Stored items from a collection
▶

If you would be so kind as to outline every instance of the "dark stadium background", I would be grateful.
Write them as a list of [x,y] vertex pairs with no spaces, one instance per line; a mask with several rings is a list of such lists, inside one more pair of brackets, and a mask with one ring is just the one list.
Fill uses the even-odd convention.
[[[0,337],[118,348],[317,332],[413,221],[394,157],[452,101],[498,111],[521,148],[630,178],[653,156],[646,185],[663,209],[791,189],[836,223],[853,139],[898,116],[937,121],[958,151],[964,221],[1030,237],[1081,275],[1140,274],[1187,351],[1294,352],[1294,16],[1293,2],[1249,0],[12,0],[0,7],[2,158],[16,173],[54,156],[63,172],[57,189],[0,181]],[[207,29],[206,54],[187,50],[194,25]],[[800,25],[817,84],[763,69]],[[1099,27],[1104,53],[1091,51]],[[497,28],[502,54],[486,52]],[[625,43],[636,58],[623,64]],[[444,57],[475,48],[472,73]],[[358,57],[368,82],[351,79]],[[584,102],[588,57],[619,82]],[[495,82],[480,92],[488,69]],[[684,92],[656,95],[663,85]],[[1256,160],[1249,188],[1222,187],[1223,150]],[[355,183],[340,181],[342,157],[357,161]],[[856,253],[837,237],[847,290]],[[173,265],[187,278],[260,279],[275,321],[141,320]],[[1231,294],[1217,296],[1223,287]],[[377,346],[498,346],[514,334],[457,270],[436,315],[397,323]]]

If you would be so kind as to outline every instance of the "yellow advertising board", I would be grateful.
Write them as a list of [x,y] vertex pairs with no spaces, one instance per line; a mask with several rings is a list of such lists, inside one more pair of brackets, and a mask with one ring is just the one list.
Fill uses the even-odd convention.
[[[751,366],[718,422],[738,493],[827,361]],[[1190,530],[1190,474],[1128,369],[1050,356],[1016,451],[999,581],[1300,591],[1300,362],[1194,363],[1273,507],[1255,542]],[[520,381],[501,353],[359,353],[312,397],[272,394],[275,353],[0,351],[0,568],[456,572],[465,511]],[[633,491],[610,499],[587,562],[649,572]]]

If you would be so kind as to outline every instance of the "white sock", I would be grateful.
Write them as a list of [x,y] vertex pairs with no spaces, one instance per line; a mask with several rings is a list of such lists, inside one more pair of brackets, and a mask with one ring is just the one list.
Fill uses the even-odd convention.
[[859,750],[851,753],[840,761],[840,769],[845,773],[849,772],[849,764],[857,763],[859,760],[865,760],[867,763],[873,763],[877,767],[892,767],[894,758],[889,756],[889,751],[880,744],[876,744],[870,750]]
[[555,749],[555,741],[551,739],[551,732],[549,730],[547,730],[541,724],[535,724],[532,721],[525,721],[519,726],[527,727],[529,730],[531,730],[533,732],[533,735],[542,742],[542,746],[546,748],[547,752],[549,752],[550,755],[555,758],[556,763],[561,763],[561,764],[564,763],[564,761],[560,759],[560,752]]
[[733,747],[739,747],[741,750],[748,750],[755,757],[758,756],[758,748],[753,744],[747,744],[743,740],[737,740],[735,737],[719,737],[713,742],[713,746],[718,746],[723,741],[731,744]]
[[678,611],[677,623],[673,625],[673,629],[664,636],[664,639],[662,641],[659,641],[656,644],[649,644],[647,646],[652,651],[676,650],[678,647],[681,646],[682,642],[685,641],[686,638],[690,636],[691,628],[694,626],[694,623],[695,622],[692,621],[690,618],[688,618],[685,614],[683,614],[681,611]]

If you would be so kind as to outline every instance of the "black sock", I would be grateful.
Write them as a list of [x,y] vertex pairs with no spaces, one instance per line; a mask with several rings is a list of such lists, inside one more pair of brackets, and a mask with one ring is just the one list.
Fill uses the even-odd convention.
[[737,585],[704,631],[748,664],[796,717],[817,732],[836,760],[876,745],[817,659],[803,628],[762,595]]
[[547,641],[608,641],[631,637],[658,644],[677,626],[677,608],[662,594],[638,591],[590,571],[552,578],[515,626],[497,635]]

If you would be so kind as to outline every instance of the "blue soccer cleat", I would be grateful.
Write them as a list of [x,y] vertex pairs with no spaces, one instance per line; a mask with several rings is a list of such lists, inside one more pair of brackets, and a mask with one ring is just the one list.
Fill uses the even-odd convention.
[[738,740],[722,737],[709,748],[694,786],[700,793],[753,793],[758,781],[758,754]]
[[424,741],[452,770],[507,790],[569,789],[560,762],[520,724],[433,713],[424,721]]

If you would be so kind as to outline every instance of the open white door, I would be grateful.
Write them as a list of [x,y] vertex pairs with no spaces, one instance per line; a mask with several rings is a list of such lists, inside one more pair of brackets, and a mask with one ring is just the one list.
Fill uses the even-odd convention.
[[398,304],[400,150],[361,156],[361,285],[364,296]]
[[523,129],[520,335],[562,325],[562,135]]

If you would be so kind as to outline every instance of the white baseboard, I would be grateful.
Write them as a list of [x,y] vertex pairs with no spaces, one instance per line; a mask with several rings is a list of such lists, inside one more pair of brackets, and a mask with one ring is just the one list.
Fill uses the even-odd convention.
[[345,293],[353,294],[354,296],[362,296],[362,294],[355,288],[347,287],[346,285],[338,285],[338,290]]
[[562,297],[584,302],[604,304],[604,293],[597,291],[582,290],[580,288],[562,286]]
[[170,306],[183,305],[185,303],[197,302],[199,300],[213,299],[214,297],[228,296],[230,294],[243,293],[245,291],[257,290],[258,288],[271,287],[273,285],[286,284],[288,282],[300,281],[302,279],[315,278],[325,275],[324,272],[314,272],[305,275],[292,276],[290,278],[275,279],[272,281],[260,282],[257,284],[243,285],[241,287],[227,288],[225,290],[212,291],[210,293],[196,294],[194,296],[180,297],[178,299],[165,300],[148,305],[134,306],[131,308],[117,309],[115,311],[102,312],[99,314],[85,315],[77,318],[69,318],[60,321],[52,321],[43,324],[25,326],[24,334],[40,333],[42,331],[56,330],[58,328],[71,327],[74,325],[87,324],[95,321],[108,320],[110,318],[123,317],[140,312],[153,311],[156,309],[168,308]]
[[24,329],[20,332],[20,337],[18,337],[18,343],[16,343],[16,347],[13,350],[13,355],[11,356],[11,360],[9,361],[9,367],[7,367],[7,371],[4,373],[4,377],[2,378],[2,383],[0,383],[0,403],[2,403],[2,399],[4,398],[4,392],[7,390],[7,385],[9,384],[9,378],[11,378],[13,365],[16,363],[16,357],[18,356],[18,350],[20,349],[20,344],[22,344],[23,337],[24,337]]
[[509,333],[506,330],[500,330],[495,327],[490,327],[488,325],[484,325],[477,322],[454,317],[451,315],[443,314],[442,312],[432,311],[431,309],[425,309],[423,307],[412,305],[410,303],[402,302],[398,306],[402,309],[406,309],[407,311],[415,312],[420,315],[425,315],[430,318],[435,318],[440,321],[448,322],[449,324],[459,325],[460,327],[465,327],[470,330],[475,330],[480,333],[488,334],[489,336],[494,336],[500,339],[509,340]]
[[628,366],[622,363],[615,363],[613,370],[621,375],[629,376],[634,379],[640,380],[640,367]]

◀

Copy every entry exactly.

* RESPONSE AREA:
If you would be so kind as to outline every instance of the "dark stadium background", I would be grateful.
Write them as a list of [x,y] vertex pairs with no spaces, one instance per line; a mask with several rings is a list of such lists, inside one more pair of brackets, and a mask with one ring is just the one list.
Fill uses the even-odd convention.
[[[0,337],[118,348],[317,332],[413,221],[394,157],[452,101],[498,111],[521,148],[630,178],[653,156],[646,185],[663,209],[791,189],[836,223],[853,139],[898,116],[937,121],[958,151],[964,221],[1030,237],[1081,275],[1140,274],[1187,351],[1294,352],[1294,16],[1293,2],[1249,0],[12,0],[0,7],[2,158],[16,173],[54,156],[63,172],[57,189],[0,181]],[[207,29],[206,54],[187,50],[194,25]],[[800,25],[817,84],[763,69]],[[1099,27],[1104,53],[1091,51]],[[497,28],[502,54],[486,52]],[[625,43],[636,58],[623,64]],[[444,57],[475,48],[472,73]],[[358,57],[368,82],[351,79]],[[584,102],[588,57],[619,82]],[[495,82],[480,92],[488,69]],[[684,92],[656,95],[663,85]],[[1256,160],[1249,188],[1222,187],[1223,150]],[[355,183],[340,181],[342,157],[357,161]],[[856,253],[837,237],[847,290]],[[173,265],[187,278],[260,279],[275,321],[141,320]],[[1231,294],[1217,296],[1223,287]],[[377,346],[498,346],[514,334],[457,270],[436,315],[397,323]]]

If you would be so kind as to outline every instance of the "yellow advertising board", I would be grateful.
Write them as a list of [x,y] vertex pairs with no spaces, one instance per line; a mask with several rings is a list of such lists, inside one more pair of brackets, and a mask with one ring is just the one list.
Fill uses the even-odd convention.
[[[751,366],[718,422],[738,493],[827,361]],[[1190,530],[1190,474],[1128,369],[1050,356],[1016,451],[999,581],[1300,591],[1300,362],[1194,363],[1273,507],[1255,542]],[[520,381],[501,353],[359,353],[312,397],[272,394],[275,353],[0,351],[0,568],[456,572],[465,511]],[[633,491],[610,499],[587,562],[649,572]]]

If you would be so kind as to outline every instance of the "white sock", I would be grateful.
Write them as a list of [x,y] vertex pairs with no spaces, one instance per line; a mask with several rings is a list of such lists, inside one more pair of brackets, and a mask with one ring is just the one list.
Fill uses the even-odd convention.
[[859,750],[851,753],[840,761],[840,769],[845,773],[849,772],[849,764],[857,763],[859,760],[865,760],[867,763],[873,763],[877,767],[892,767],[894,758],[889,756],[889,751],[880,744],[876,744],[870,750]]
[[555,749],[555,741],[551,739],[551,732],[549,730],[547,730],[541,724],[535,724],[532,721],[525,721],[519,726],[527,727],[529,730],[531,730],[533,732],[533,735],[542,742],[542,746],[546,748],[547,752],[549,752],[550,755],[555,758],[556,763],[561,763],[561,764],[564,763],[564,761],[560,759],[560,752]]
[[733,747],[739,747],[741,750],[748,750],[755,757],[758,756],[758,748],[753,744],[747,744],[743,740],[737,740],[735,737],[719,737],[713,742],[713,746],[718,746],[723,741],[731,744]]
[[678,611],[677,623],[673,625],[673,629],[664,636],[664,639],[662,641],[659,641],[656,644],[649,644],[647,646],[652,651],[676,650],[678,647],[681,646],[682,642],[685,641],[686,638],[690,636],[691,628],[694,626],[694,623],[695,622],[692,621],[690,618],[688,618],[685,614],[683,614],[681,611]]

If you would be so kind as to outline every instance of the "black sock", I would be grateful.
Write them as a list of [x,y] vertex pairs with no spaces, one instance per line; a mask with several rings is a list of such lists, inside one more pair of brackets, and a mask with one ring is just the one list.
Fill uses the even-odd convention.
[[737,585],[704,631],[748,664],[796,717],[817,732],[836,760],[876,745],[817,659],[803,628],[762,595]]
[[547,641],[608,641],[631,637],[658,644],[677,626],[677,608],[662,594],[638,591],[590,571],[552,578],[515,626],[497,635]]

If you would be so kind as to outline every instance of the "blue soccer cleat", I would be grateful.
Write them as a list of [x,y] vertex pairs with no spaces, one instance per line; a mask with several rings is a list of such lists, inside one more pair of brackets, and a mask with one ring is just the one list.
Fill uses the even-odd convention.
[[738,740],[722,737],[709,748],[694,786],[700,793],[753,793],[758,781],[758,754]]
[[424,741],[452,770],[507,790],[569,789],[560,762],[520,724],[433,713],[424,721]]

If you would be so kind as to outline every instance of the open white door, I would be grateful.
Write them as a list of [x,y] vertex pairs with no spaces, one instance per line; a mask with several rings is a list of such lists, inside one more pair of brackets, and a mask with one ring is just the one list.
Fill uses the even-odd convention.
[[398,304],[400,150],[361,156],[361,285],[364,296]]
[[523,129],[520,335],[562,325],[562,135]]

If you would be so kind as to outline every instance of the white baseboard, I would be grateful.
Write them as a list of [x,y] vertex pairs with no spaces, one instance per line; a mask with several rings is a list of such lists, inside one more pair of brackets, and a mask with one ring is just the one list.
Fill uses the even-odd convention.
[[345,293],[353,294],[354,296],[362,296],[362,294],[355,288],[347,287],[346,285],[338,285],[338,290]]
[[562,297],[584,302],[604,304],[604,293],[597,291],[582,290],[580,288],[562,286]]
[[170,306],[183,305],[185,303],[197,302],[199,300],[213,299],[214,297],[228,296],[230,294],[243,293],[245,291],[257,290],[258,288],[271,287],[273,285],[286,284],[288,282],[300,281],[302,279],[315,278],[325,275],[324,272],[314,272],[305,275],[292,276],[290,278],[275,279],[272,281],[260,282],[257,284],[243,285],[241,287],[227,288],[225,290],[212,291],[210,293],[196,294],[194,296],[180,297],[178,299],[165,300],[148,305],[134,306],[131,308],[117,309],[115,311],[102,312],[99,314],[85,315],[77,318],[69,318],[60,321],[52,321],[43,324],[25,326],[24,334],[40,333],[42,331],[56,330],[58,328],[71,327],[74,325],[87,324],[95,321],[108,320],[110,318],[123,317],[140,312],[153,311],[156,309],[168,308]]
[[24,329],[20,332],[20,337],[18,337],[18,343],[16,343],[16,347],[13,350],[13,355],[11,356],[11,360],[9,361],[9,367],[7,367],[7,371],[4,373],[4,377],[2,378],[2,383],[0,383],[0,403],[2,403],[2,399],[4,398],[4,392],[7,390],[7,385],[9,384],[9,378],[11,378],[13,365],[16,363],[16,357],[18,356],[18,350],[20,349],[20,344],[22,344],[23,337],[24,337]]
[[509,333],[506,330],[500,330],[495,327],[490,327],[488,325],[484,325],[477,322],[454,317],[451,315],[443,314],[442,312],[432,311],[431,309],[425,309],[423,307],[412,305],[410,303],[402,302],[398,306],[402,309],[406,309],[407,311],[415,312],[420,315],[425,315],[430,318],[435,318],[440,321],[448,322],[449,324],[459,325],[460,327],[465,327],[470,330],[475,330],[480,333],[488,334],[489,336],[494,336],[500,339],[509,340]]
[[628,366],[622,363],[615,363],[613,370],[621,375],[629,376],[634,379],[640,380],[640,367]]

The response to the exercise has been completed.